## PROMPT
Report how many lines in the listing below contain the string "background", with case counting. Give only the number.

[Stored dataset items]
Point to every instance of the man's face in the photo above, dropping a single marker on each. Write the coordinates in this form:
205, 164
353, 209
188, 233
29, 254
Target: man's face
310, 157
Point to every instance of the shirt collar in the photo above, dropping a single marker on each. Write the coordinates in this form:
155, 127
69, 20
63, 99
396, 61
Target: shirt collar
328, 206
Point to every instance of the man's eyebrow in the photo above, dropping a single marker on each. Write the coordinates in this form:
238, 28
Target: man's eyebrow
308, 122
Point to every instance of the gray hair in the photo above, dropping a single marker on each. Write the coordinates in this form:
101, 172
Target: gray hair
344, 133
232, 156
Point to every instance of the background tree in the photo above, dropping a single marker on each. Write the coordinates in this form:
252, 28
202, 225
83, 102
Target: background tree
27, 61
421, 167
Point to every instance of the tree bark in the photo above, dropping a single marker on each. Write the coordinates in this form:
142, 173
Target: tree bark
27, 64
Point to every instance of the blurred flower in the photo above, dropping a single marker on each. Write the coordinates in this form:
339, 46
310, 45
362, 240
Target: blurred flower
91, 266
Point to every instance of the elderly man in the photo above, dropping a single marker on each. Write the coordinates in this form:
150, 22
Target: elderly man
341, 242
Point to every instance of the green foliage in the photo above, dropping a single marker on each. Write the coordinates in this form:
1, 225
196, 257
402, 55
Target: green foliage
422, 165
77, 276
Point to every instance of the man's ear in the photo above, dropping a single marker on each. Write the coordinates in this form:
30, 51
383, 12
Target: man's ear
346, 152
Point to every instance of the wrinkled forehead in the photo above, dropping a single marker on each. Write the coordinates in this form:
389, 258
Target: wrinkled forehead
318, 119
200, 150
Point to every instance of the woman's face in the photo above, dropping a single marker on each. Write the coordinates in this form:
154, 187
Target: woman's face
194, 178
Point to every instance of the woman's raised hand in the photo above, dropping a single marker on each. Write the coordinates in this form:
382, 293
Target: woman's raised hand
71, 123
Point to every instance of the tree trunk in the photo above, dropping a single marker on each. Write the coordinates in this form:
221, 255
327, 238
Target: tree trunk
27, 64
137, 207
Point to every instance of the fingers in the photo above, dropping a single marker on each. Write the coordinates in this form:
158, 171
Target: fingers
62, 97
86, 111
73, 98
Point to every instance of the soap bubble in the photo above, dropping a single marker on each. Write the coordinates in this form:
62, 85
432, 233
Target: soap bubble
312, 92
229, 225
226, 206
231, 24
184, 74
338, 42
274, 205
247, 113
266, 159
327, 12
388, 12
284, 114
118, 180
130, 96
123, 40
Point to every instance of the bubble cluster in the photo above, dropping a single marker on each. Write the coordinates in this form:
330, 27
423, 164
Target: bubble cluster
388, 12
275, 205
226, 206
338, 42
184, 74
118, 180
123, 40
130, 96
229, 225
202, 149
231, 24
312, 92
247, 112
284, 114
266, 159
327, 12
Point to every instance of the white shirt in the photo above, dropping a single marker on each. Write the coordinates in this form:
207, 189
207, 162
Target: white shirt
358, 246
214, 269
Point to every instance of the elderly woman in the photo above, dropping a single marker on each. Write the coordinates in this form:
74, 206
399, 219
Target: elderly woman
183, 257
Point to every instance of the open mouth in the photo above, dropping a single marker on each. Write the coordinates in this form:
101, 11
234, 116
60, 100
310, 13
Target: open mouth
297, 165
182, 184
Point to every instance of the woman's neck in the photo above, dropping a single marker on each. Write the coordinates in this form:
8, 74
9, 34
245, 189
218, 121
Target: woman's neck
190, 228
...
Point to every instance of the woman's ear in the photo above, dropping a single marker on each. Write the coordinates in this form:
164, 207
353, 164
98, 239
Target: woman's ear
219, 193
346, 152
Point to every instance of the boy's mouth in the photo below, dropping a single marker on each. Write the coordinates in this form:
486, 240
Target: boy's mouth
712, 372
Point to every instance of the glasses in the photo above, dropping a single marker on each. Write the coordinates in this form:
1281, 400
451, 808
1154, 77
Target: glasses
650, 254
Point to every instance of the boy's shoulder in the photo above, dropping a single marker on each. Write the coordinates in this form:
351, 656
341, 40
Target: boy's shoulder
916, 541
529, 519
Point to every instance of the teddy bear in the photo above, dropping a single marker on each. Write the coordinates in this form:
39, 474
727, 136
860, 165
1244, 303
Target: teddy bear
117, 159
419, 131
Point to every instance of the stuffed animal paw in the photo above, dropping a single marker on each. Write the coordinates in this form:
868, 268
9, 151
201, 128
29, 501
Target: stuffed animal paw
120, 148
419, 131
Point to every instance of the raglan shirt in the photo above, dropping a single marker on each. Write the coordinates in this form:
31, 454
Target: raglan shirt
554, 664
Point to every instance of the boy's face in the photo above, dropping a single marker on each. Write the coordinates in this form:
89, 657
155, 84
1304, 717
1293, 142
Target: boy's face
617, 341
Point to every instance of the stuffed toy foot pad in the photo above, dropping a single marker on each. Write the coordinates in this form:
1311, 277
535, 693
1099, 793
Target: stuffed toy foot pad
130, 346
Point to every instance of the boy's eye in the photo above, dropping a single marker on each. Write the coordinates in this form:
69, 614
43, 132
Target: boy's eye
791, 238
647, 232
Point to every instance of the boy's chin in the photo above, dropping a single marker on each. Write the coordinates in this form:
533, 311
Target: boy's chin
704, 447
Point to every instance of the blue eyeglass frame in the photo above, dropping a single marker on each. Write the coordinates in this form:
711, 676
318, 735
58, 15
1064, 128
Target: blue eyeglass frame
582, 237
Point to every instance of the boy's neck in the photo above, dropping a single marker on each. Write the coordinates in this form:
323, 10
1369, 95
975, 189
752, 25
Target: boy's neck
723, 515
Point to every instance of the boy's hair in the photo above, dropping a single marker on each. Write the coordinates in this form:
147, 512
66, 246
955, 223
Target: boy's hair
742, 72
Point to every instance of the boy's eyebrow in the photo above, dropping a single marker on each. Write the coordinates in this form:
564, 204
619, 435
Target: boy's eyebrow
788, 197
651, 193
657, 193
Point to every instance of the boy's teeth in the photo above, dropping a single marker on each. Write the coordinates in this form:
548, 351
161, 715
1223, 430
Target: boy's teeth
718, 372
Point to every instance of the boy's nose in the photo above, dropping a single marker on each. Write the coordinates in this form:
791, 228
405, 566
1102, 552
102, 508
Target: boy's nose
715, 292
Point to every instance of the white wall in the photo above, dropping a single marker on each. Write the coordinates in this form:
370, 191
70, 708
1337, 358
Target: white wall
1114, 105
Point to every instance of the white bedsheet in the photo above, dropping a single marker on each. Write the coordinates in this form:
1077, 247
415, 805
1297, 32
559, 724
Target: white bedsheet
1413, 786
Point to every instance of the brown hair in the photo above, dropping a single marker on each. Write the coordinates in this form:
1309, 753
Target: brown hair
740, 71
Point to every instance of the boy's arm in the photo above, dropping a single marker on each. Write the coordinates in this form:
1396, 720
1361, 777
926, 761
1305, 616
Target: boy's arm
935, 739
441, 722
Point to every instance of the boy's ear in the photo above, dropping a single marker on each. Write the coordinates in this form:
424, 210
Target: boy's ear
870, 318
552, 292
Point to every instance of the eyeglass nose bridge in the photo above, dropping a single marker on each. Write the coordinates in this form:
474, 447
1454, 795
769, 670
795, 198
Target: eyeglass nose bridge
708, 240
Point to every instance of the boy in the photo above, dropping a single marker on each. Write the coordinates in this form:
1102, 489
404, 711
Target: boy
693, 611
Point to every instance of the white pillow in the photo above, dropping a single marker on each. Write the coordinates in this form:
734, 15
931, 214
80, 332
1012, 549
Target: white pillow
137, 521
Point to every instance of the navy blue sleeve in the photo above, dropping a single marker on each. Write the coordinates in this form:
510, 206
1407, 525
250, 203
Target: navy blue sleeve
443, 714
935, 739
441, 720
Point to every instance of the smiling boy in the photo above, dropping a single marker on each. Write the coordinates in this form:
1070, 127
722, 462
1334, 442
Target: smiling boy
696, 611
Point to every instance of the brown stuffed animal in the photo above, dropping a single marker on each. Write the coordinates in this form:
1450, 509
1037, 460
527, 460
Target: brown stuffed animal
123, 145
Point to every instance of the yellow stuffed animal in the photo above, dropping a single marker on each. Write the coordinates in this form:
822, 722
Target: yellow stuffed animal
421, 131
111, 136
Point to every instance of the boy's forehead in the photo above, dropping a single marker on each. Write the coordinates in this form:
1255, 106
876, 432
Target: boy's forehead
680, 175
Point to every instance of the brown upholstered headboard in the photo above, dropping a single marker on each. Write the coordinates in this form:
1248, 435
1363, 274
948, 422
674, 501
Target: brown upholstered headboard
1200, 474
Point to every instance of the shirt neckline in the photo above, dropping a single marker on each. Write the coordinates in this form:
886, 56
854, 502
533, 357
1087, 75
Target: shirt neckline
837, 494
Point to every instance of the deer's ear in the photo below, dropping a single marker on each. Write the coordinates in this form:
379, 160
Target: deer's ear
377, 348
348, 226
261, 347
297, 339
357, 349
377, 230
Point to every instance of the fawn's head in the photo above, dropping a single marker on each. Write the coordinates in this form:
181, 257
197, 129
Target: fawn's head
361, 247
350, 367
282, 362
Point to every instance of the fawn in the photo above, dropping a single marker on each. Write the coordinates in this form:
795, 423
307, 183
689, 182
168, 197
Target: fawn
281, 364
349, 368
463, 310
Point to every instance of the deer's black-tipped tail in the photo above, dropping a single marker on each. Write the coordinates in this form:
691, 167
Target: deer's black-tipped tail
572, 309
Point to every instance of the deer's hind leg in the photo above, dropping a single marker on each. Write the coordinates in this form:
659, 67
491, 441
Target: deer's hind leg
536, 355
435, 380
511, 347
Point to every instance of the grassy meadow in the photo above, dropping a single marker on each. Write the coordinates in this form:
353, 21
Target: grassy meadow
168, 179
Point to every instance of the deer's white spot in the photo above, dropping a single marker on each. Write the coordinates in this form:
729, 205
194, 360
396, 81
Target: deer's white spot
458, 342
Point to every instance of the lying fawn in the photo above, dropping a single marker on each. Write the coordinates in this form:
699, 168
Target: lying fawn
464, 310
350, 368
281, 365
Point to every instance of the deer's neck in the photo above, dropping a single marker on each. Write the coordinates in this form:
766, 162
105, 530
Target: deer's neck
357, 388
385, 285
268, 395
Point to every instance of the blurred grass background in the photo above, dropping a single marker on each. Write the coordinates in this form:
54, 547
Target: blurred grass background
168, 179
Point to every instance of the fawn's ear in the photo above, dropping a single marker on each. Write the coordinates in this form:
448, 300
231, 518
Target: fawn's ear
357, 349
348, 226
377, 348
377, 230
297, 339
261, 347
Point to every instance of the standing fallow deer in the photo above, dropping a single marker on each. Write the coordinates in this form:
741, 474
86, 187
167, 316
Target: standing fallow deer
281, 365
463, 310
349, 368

## RESULT BELOW
4